*TRY IT*
Show me every line in the listing that has the word "flower".

**********

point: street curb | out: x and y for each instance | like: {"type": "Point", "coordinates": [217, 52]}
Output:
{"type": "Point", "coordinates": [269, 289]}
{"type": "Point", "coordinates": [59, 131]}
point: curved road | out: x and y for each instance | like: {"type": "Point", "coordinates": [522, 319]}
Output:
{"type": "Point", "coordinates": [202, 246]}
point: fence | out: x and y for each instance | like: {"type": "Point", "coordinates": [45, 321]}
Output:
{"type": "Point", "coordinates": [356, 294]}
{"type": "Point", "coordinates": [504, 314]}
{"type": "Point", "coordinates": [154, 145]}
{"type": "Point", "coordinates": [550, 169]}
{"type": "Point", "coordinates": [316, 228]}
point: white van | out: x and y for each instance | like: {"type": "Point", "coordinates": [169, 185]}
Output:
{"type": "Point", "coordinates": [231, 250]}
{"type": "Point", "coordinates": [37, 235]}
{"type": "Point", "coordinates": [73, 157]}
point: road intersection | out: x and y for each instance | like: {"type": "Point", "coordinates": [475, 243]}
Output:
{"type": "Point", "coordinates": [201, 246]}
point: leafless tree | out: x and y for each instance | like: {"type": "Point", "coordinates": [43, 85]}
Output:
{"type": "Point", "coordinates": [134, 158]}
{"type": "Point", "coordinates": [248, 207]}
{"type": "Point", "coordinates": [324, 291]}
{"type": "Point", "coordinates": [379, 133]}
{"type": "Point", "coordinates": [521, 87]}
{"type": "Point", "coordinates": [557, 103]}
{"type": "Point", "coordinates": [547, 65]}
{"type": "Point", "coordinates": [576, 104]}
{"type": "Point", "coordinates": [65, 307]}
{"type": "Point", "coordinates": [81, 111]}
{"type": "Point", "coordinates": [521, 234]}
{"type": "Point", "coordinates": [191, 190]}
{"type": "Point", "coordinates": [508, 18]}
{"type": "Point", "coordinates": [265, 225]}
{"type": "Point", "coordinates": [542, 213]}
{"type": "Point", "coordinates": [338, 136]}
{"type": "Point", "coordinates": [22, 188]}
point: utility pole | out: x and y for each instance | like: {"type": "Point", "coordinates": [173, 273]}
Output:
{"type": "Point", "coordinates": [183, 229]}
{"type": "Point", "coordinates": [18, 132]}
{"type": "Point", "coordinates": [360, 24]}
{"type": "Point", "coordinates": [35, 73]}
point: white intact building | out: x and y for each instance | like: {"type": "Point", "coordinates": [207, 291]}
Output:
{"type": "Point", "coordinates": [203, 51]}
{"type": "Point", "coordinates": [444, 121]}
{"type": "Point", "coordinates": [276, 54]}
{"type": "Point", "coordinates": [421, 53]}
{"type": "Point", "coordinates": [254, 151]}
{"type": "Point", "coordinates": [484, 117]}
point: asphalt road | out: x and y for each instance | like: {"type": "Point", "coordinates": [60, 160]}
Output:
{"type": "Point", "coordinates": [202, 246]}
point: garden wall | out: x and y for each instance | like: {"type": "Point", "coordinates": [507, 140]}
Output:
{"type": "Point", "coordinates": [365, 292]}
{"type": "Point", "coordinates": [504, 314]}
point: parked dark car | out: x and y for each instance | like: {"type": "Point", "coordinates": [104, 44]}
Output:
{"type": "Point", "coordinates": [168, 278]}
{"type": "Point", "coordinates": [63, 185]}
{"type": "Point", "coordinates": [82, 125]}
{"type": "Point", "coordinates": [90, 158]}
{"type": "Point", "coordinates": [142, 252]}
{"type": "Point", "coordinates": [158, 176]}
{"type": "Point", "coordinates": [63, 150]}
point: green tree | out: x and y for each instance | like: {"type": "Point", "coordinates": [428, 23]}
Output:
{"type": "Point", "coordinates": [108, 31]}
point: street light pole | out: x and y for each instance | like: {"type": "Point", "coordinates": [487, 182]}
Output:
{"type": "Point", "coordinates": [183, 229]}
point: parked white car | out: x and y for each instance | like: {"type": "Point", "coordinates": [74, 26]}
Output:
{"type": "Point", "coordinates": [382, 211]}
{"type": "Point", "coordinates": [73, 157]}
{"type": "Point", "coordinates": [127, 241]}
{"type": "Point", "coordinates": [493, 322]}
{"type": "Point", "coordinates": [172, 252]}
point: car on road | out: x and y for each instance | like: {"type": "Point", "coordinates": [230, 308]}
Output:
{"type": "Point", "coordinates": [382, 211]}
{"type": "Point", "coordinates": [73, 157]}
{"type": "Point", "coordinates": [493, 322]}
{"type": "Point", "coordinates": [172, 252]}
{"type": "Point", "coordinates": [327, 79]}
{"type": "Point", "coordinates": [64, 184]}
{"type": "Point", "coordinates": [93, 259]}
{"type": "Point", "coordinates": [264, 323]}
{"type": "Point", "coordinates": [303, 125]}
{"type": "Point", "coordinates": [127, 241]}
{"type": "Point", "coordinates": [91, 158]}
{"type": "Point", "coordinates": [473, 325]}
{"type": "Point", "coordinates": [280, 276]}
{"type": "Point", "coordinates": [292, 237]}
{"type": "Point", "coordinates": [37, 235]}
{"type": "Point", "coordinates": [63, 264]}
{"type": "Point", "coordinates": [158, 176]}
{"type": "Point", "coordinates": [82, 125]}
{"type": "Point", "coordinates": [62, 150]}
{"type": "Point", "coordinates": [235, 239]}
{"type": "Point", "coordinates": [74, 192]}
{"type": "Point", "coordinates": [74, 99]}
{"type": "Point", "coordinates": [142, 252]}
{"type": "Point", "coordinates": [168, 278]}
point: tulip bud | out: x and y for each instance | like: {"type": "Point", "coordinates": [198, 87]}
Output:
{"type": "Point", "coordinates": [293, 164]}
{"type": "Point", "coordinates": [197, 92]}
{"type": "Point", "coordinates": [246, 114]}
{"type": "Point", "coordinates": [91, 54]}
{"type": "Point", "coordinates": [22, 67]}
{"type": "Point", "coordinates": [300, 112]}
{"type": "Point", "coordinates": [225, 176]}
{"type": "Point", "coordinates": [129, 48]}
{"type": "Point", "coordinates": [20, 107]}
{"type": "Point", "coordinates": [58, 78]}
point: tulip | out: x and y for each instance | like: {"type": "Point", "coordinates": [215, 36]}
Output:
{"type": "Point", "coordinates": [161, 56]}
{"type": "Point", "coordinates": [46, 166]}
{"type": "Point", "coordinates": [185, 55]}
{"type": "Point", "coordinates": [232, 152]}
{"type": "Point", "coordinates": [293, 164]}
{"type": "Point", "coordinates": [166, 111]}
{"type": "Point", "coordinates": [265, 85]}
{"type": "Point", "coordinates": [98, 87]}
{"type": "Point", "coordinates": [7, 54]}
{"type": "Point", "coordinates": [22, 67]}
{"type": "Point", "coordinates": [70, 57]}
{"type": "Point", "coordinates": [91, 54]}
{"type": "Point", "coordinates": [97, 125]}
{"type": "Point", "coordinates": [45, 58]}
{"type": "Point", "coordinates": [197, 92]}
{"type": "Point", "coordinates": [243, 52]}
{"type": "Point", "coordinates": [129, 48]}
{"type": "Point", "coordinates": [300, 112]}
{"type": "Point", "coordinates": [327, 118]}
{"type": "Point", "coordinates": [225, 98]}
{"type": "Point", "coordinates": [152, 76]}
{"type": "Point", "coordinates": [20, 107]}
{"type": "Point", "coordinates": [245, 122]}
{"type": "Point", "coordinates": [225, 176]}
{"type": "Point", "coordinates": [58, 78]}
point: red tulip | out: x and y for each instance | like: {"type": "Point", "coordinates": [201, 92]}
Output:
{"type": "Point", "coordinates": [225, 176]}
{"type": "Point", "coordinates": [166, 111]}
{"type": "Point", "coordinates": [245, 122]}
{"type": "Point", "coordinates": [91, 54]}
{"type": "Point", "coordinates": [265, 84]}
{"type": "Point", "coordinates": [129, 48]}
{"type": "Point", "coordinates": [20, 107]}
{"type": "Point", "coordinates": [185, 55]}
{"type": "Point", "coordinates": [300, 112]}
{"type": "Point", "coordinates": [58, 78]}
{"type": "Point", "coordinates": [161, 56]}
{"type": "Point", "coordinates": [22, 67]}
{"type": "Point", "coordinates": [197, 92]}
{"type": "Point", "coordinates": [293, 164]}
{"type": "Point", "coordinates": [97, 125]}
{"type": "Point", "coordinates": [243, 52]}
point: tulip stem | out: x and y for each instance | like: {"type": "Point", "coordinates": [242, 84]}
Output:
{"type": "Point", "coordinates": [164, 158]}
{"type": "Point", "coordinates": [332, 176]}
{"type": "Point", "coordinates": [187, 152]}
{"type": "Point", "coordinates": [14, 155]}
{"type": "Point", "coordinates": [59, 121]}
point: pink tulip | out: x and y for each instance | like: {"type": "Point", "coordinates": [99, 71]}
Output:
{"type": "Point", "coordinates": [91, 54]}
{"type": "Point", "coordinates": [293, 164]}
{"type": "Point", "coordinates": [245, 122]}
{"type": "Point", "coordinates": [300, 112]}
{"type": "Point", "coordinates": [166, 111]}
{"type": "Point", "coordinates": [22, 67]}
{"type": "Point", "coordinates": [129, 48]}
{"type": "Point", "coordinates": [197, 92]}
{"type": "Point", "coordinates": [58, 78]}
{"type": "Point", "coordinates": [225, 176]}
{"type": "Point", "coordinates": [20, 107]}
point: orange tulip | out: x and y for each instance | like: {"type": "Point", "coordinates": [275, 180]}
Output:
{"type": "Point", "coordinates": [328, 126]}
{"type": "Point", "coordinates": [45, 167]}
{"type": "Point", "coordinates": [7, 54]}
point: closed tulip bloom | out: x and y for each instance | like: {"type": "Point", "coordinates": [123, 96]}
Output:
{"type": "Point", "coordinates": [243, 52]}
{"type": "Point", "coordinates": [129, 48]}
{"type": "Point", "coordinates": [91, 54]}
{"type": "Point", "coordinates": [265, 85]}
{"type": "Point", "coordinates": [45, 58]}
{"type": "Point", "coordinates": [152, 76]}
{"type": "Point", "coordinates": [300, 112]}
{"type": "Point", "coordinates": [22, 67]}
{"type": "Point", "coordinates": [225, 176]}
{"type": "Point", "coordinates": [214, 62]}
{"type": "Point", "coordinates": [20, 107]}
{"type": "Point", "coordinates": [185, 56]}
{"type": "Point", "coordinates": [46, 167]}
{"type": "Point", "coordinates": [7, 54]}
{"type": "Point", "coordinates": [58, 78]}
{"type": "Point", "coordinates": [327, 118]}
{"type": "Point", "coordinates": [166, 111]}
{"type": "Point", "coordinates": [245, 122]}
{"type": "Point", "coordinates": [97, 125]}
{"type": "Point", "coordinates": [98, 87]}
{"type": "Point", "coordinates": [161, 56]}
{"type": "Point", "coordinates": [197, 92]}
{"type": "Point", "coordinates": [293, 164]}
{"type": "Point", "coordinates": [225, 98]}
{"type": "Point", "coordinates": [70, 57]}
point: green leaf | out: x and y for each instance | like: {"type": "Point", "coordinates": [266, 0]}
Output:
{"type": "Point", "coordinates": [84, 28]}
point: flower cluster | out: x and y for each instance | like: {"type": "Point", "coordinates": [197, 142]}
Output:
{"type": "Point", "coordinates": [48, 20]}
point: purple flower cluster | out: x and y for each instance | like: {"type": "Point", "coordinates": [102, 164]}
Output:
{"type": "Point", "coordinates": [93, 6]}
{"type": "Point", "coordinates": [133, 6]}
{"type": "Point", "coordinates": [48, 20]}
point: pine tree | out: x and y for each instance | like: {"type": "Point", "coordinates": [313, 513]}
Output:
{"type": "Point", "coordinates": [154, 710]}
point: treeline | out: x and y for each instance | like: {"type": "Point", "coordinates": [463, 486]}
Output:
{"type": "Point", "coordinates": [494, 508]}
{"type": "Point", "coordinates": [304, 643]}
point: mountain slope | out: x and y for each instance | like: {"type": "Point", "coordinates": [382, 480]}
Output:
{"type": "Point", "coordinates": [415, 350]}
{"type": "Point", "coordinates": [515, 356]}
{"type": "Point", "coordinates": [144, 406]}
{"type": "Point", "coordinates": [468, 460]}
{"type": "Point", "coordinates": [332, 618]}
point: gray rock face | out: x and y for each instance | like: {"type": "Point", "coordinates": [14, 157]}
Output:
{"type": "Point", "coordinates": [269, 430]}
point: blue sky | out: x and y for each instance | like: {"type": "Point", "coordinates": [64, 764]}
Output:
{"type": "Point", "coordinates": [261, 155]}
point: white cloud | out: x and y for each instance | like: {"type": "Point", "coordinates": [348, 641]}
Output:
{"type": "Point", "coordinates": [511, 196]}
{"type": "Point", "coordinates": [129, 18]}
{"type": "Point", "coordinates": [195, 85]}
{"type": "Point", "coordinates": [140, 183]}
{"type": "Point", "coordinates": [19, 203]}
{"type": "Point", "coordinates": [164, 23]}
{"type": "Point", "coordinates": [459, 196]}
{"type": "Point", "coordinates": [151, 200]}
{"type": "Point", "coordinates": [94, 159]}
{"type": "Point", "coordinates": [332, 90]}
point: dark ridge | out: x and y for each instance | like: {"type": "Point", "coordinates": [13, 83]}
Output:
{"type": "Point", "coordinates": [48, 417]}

**********

*SOLUTION*
point: flower cluster | out: x and y for each instance | like: {"type": "Point", "coordinates": [197, 142]}
point: purple flower cluster | out: x and y for each instance | like: {"type": "Point", "coordinates": [102, 164]}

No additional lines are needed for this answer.